PARTS OF THE EXERCISE:
1 – According to the account of the horse's suspensory injury, around which month did the owner start him back into work?
2 – Continue the account of the horse's suspensory injury from the point where it stops.

EXTRACT TO READ:
Hind suspensories have a worse prognosis, as you likely know.
I did have a horse with a full blown suspensory rupture, but up front. It was caused by my own ignorance - I did not know at the time to look at feet critically, and he had awful angles up front and NPA behind. The farrier had come about two days before, and we were in the middle of a HJ round when his suspensory completely failed on him. Looking at those old photos of his, I don’t know how he was as sound as he was for years. I was still relatively new to horse ownership and really wish I knew then what I knew now.
He was so unmanageable during stall rest that after only a few weeks in, we just turned him out. He was miserable to the point of causing more damage by weaving and stall-walking. He was out of work for 2 years. At the time we thought he’d never come back to ridden work, so I actually picked up a 3 y/o project who became my main horse. Retired life didn’t really suit the suspensory horse and he started coming to me and being offended when I took the 3 y/o out of the paddock instead of him. He had such a big personality – probably why he was such an awful stall rest candidate
Vet came and ultrasounded him and gave him the clear to return to work. I started him back into work around month 23. It’s been so long that the details are fuzzy, but I remember the first 6 months we only trail rode with lots of terrain. He resumed his prior level of work and then some, becoming a Novice packer for my younger sister for years. During the injury we’d been HJers and did 2’6 classes. Shortly after his injury I converted to eventing, and he became the World’s Best XC horse. We had a solid ten years of good riding with him after he healed from his injury.

DATA EXTRACTS:
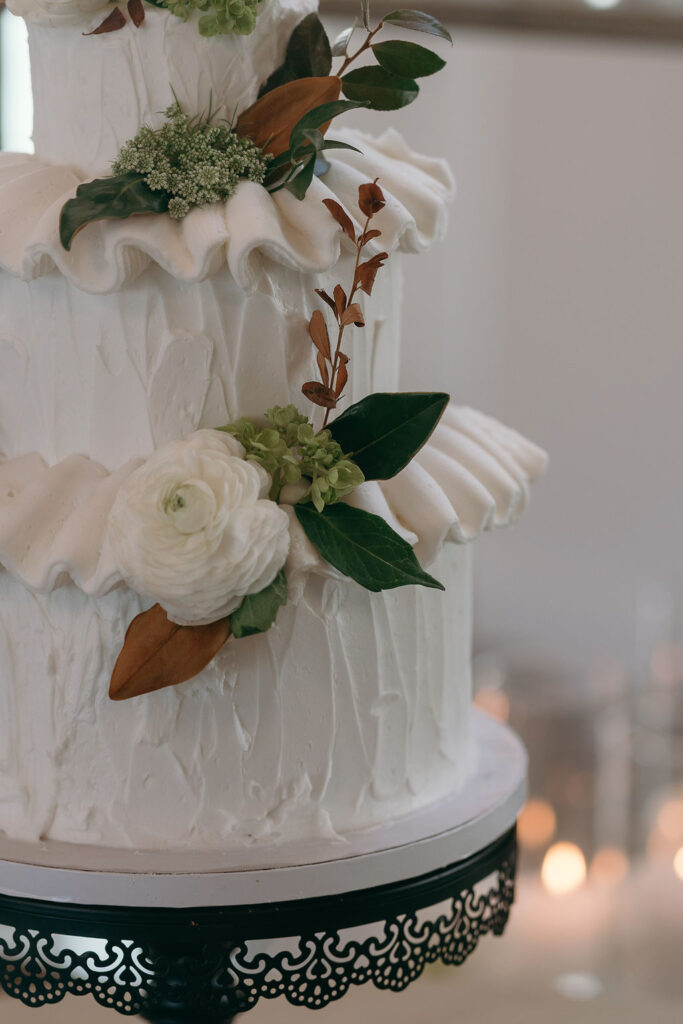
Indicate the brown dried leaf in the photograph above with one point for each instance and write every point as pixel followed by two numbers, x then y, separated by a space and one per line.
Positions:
pixel 317 330
pixel 340 300
pixel 323 367
pixel 158 653
pixel 319 394
pixel 342 378
pixel 371 199
pixel 136 11
pixel 341 216
pixel 353 315
pixel 112 23
pixel 269 121
pixel 365 278
pixel 369 236
pixel 327 298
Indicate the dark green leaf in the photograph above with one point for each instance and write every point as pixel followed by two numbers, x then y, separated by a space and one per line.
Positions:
pixel 308 55
pixel 116 198
pixel 380 89
pixel 364 547
pixel 408 59
pixel 383 432
pixel 258 612
pixel 416 20
pixel 341 42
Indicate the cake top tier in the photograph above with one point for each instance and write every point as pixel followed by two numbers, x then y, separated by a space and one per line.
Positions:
pixel 92 92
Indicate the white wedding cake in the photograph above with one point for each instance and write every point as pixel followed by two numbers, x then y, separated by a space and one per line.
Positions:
pixel 123 349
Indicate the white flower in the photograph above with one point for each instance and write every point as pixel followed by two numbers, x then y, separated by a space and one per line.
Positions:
pixel 55 12
pixel 193 528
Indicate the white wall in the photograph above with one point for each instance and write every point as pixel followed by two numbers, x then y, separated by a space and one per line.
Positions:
pixel 557 303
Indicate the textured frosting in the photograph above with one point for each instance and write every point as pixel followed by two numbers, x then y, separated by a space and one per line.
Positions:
pixel 91 93
pixel 472 475
pixel 351 711
pixel 252 228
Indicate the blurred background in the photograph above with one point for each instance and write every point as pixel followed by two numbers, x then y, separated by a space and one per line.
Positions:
pixel 556 304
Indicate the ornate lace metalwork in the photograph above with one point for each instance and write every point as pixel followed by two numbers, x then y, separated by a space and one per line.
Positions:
pixel 181 965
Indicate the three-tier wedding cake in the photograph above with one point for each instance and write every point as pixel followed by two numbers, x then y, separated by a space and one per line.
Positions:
pixel 284 577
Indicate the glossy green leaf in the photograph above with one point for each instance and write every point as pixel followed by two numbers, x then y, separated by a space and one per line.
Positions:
pixel 383 432
pixel 258 612
pixel 116 198
pixel 408 59
pixel 417 20
pixel 364 547
pixel 379 88
pixel 308 55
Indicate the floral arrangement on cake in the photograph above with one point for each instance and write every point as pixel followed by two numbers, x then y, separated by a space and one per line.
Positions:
pixel 204 527
pixel 279 141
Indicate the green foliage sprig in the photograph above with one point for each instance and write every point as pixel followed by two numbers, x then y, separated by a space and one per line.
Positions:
pixel 291 451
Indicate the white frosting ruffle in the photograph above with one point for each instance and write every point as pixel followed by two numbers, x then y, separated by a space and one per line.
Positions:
pixel 251 227
pixel 473 474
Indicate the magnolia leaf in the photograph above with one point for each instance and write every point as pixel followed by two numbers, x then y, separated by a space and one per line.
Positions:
pixel 319 394
pixel 158 653
pixel 364 547
pixel 416 20
pixel 308 55
pixel 136 11
pixel 380 89
pixel 371 199
pixel 270 121
pixel 117 198
pixel 258 611
pixel 112 23
pixel 408 59
pixel 317 330
pixel 342 218
pixel 367 272
pixel 383 432
pixel 340 44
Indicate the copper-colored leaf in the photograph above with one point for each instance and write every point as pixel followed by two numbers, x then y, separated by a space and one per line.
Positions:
pixel 158 653
pixel 371 199
pixel 369 236
pixel 323 367
pixel 353 315
pixel 269 121
pixel 341 216
pixel 317 330
pixel 342 377
pixel 319 394
pixel 367 272
pixel 136 11
pixel 340 300
pixel 327 298
pixel 112 23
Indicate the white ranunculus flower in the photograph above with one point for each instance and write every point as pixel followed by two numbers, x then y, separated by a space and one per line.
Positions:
pixel 53 12
pixel 193 528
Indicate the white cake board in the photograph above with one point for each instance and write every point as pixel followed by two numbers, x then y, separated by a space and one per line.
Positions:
pixel 438 836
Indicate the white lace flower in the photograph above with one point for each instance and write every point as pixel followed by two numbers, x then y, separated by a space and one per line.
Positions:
pixel 194 529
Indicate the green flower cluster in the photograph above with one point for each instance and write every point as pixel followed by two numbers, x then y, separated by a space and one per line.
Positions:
pixel 226 16
pixel 191 159
pixel 290 450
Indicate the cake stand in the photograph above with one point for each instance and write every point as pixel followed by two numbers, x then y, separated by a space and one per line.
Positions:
pixel 180 937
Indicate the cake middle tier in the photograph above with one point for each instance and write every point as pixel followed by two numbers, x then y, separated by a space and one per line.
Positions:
pixel 118 375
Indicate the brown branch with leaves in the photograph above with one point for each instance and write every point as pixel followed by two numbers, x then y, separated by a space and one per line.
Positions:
pixel 334 368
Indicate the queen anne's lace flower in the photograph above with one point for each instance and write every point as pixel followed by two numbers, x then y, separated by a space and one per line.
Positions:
pixel 193 528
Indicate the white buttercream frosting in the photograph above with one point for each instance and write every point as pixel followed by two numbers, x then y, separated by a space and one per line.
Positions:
pixel 252 228
pixel 473 474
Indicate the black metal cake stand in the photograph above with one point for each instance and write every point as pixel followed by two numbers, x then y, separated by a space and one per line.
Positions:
pixel 202 938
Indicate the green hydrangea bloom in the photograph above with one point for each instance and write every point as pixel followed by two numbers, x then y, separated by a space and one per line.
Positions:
pixel 194 160
pixel 225 16
pixel 290 450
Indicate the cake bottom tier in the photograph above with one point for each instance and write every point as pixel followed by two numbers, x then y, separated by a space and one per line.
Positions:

OUTPUTS IN ORDER:
1 – Around month 23.

2 –
In your shoes, if you can do it, I would do Dr Green if the ultrasounds show some fiber pattern healing and the vet okays it. Sometimes they are such bad patients that stall rest doesn’t mean they’re healing. In my gelding’s case, I’m convinced that the reason he came back so strong was because being out on turnout 24/7 conditioned his limbs far better than a stall ever could.
Also consider seriously investigating the hooves. Knowing what I know now, I realize many PSD and suspensory injuries tend to show up with NPA behind. While correlation doesn’t equal causation, I’ve seen enough of it now to be confident that the hooves play a huge part in suspensory injuries.
Something else to consider is, I don’t think it’s a fluke that horses on 24/7 turnout suffer fewer soft tissue injuries.